● **Set tasks**:
[1] Rewrite the stretch of the death-penalty column from "When Mike Dukakis" through "murder and punishment.", putting "capital punishment" wherever "the death penalty" appears.
[2] Write the next part of the column on the death penalty, picking up after its final sentence.

● **Text**:
^^^^^^^^

Monday, December 14, 2020

Wanted: An Honest Debate about the Death Penalty

By David Harsanyi

Monday, December 14, 2020

 

When Mike Dukakis was asked by CNN’s blunt Bernard Shaw during the 1988 presidential debates whether he would support the death penalty if his wife, Kitty, had been raped and murdered, the Massachusetts governor famously responded, “No, I don’t, Bernard, and I think you know that I’ve opposed the death penalty during all of my life. I don’t see any evidence that it’s a deterrent and I think there are better and more effective ways to deal with violent crime.”

 

Given the kind of coddling Democrats receive from the press these days, Shaw’s question sounds especially jarring. But Dukakis’s automaton-like response to a query about the theoretical slaying of his dear wife did not go over well with the American public at the time. The candidate did not seem to genuinely grapple with the complex moral implications of murder and punishment.

 

Like Dukakis, I oppose the death penalty as a matter of policy (other than for extraordinary cases of domestic terrorism, such as Timothy McVeigh) for several reasons relating to state power and the effectiveness of the practice. That’s my rational side. But viscerally speaking, I have yet to encounter a death sentence in America in my lifetime that I didn’t think was well-earned. That’s despite the dishonesty that usually defines the coverage of these cases.

 

This summer, the federal government began putting people to death for the first time in 17 years. “Trump administration executes Brandon Bernard, plans four more executions before Biden takes office,” said a Washington Post headline last week. While that is technically true, it wasn’t Trump who convicted these men of murder; it was a jury of their peers. It wasn’t Trump who upheld their convictions after numerous appeals; it was the judicial system. It wasn’t Trump who found the death penalty constitutional; here, it was the Supreme Court that reaffirmed the Federal Death Penalty Act of 1994 requires executions to be carried out “in the manner prescribed by the law of the state in which the sentence is imposed.” It wasn’t Trump who sponsored that law in 1994; it was Joe Biden.

^^^^^^^^

[Outline records]
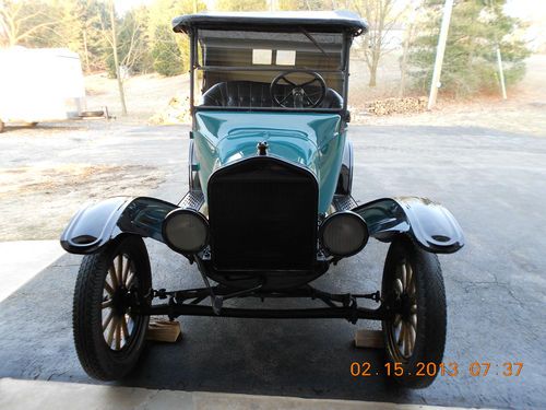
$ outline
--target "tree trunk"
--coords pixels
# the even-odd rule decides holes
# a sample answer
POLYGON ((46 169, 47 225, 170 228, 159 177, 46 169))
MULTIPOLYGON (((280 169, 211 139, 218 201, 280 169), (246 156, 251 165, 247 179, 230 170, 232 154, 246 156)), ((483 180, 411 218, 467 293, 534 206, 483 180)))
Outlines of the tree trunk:
POLYGON ((83 50, 85 52, 85 72, 91 72, 90 67, 90 51, 87 50, 87 30, 83 30, 83 50))
POLYGON ((377 85, 377 66, 373 65, 370 67, 370 82, 368 83, 369 86, 376 86, 377 85))
POLYGON ((119 99, 121 102, 121 114, 127 115, 126 93, 123 91, 123 80, 119 70, 118 58, 118 36, 116 33, 116 11, 114 10, 114 0, 110 0, 110 23, 111 23, 111 48, 114 52, 114 68, 116 70, 116 78, 118 80, 119 99))
POLYGON ((406 86, 406 70, 407 70, 407 54, 410 51, 410 42, 413 33, 413 24, 410 24, 406 28, 406 36, 404 38, 404 46, 402 49, 402 60, 400 61, 400 89, 399 97, 403 97, 406 86))

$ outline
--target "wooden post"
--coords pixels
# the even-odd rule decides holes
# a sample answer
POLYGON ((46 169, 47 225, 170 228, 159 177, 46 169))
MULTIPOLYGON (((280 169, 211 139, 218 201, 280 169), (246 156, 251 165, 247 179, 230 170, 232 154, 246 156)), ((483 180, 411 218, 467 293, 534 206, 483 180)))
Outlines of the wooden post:
POLYGON ((451 12, 453 11, 453 0, 446 0, 443 5, 443 17, 440 27, 440 37, 438 38, 438 48, 436 50, 435 71, 432 72, 432 82, 430 83, 430 95, 428 97, 427 109, 431 109, 438 97, 438 87, 440 86, 440 77, 442 72, 443 55, 446 54, 446 44, 448 43, 449 23, 451 12))
POLYGON ((111 49, 114 52, 114 68, 116 70, 116 78, 118 80, 119 99, 121 102, 121 114, 127 115, 126 93, 123 91, 123 81, 121 80, 121 72, 119 70, 118 35, 116 33, 116 10, 114 10, 114 0, 110 0, 110 24, 111 24, 111 49))

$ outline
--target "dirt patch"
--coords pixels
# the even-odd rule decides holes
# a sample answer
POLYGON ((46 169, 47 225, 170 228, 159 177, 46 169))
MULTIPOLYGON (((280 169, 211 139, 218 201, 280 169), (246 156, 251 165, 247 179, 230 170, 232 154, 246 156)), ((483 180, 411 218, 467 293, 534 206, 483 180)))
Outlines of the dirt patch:
POLYGON ((58 238, 85 202, 115 196, 140 196, 165 175, 139 165, 64 164, 56 167, 0 168, 2 241, 58 238))

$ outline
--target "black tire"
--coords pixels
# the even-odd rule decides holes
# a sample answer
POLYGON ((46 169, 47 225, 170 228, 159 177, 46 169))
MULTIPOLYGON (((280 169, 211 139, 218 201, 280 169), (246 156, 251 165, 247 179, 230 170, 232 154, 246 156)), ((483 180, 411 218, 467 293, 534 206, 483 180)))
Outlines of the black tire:
POLYGON ((395 239, 387 255, 382 295, 390 301, 391 308, 400 313, 399 325, 396 316, 382 321, 391 376, 404 387, 425 388, 440 372, 446 344, 446 290, 438 257, 423 250, 407 237, 395 239), (410 268, 413 273, 403 273, 410 272, 410 268), (401 280, 404 274, 406 288, 401 280), (402 293, 399 291, 401 284, 404 289, 402 293), (399 328, 400 331, 396 331, 399 328), (405 333, 407 338, 413 337, 413 343, 404 339, 405 333), (400 340, 403 340, 402 344, 400 340), (407 351, 404 350, 406 344, 407 351), (396 366, 403 373, 395 372, 396 366))
POLYGON ((123 271, 120 276, 126 279, 118 279, 118 282, 127 283, 127 288, 147 295, 152 288, 152 276, 146 247, 141 237, 132 235, 114 241, 97 254, 86 255, 74 290, 72 320, 78 358, 85 372, 100 380, 120 379, 134 367, 144 348, 150 321, 149 316, 131 314, 121 306, 127 298, 126 286, 118 284, 116 288, 112 273, 109 272, 110 267, 118 263, 116 257, 119 255, 126 258, 118 270, 123 271), (126 261, 127 265, 123 265, 126 261), (127 272, 126 266, 130 267, 127 272), (115 292, 110 293, 105 283, 115 292), (103 304, 108 303, 110 307, 103 307, 103 304), (109 326, 103 329, 105 323, 109 326), (114 327, 116 329, 111 330, 114 327), (110 332, 115 338, 114 348, 110 332), (119 345, 118 339, 122 339, 119 345))

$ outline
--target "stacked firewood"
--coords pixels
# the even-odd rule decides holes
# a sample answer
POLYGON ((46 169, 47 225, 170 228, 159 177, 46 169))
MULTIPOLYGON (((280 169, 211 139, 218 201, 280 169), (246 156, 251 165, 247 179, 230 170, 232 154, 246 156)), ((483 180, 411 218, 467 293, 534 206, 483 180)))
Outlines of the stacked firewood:
POLYGON ((190 97, 175 96, 170 98, 167 107, 154 114, 149 121, 153 125, 191 122, 190 97))
POLYGON ((366 110, 377 116, 419 113, 426 108, 427 97, 385 98, 366 104, 366 110))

^^^^^^^^

● **Answers given**:
[1]
When Mike Dukakis was asked by CNN’s blunt Bernard Shaw during the 1988 presidential debates whether he would support capital punishment if his wife, Kitty, had been raped and murdered, the Massachusetts governor famously responded, “No, I don’t, Bernard, and I think you know that I’ve opposed capital punishment during all of my life. I don’t see any evidence that it’s a deterrent and I think there are better and more effective ways to deal with violent crime.”

 

Given the kind of coddling Democrats receive from the press these days, Shaw’s question sounds especially jarring. But Dukakis’s automaton-like response to a query about the theoretical slaying of his dear wife did not go over well with the American public at the time. The candidate did not seem to genuinely grapple with the complex moral implications of murder and punishment.

[2]
Reporters nearly always glide past the horrifying specifics of these murders, spending inordinate amounts of space presenting the case of anti–death penalty advocates, who themselves often dishonestly paint these men as victims. A curious person will almost always have to ferret out all the ghastly details. This isn’t an accident.

 

The New York Times stresses that the “Justice Department Executes Man for Murder Committed When He Was 18.” NBC News notes, “U.S. executes Brandon Bernard, who was 18 at the time of his crime, despite appeals.” (The same people who want 16-year-olds voting want to treat 18-year-olds who commit multiple homicides as if they were children.) If Bernard had been 35 when he was convicted, his advocates would be claiming he was railroaded or mentally unfit or innocent. Every execution is conducted “despite appeals.”

 

Take this detestable Vox piece, wherein the reader learns that Bernard, “a model prisoner, mentoring at-risk youth,” had “committed crimes that resulted in the deaths of a young white married couple in 1999” — which not only makes a double homicide sound like an unfortunate accident but also intimates that the conviction had something to do with the race of the victims and perpetrator.

 

The fact is that 18-year-old Bernard helped kidnap and rob a couple named Todd and Stacie Bagley, youth ministers visiting Killeen, Texas from Iowa. The fellow gang members he was with could have let them go. Instead, they forced the Bagleys into the trunk of their car and drove around for hours. While the victims were locked in the back, they appealed to the humanity of the kidnappers, saying “that they were not wealthy people, but that they were blessed by their faith in Jesus.” After hearing these words, one gang member wanted to back out of the murder.

 

Not Bernard, though, who didn’t merely “commit crimes that resulted in the deaths” of the Bagleys. He had been the one driving the car used to hunt for victims. After the murder was planned, it was Bernard who drove to purchase the fuel to burn them. It was Bernard, along other another person, who poured the lighter fluid on the car “while the Bagleys sang and prayed in the trunk.” It was Bernard who brought the Glock used to shoot Todd in the head and knock Stacie unconscious when the car didn’t burn fast enough. The autopsy revealed that Stacie died from smoke inhalation.

 

“Having gotten to know Brandon,” Kim Kardashian West told her 68 million followers on Twitter last week, “I am heartbroken about this execution.” I myself don’t believe the death penalty solves much — and the cost and moral baggage isn’t worth it — but we should be heartbroken for the Bagleys, whom no one will ever get to know. If you’re leaving out that part of the story, then you’re not having a real conversation about the death penalty.

 

And we rarely do. “Two Black men have been executed within two days. Two more are set to die before Biden’s inauguration,” writes CNN, diligently attempting to create the impression that the federal government is targeting black men. The first person put to death this summer was white supremacist Daniel Lewis Lee. Wesley Ira Purkey, Dustin Lee Honken, Keith Dwayne Nelson, and William Emmett LeCroy — all as deserving as Bernard — were all executed this very summer as well.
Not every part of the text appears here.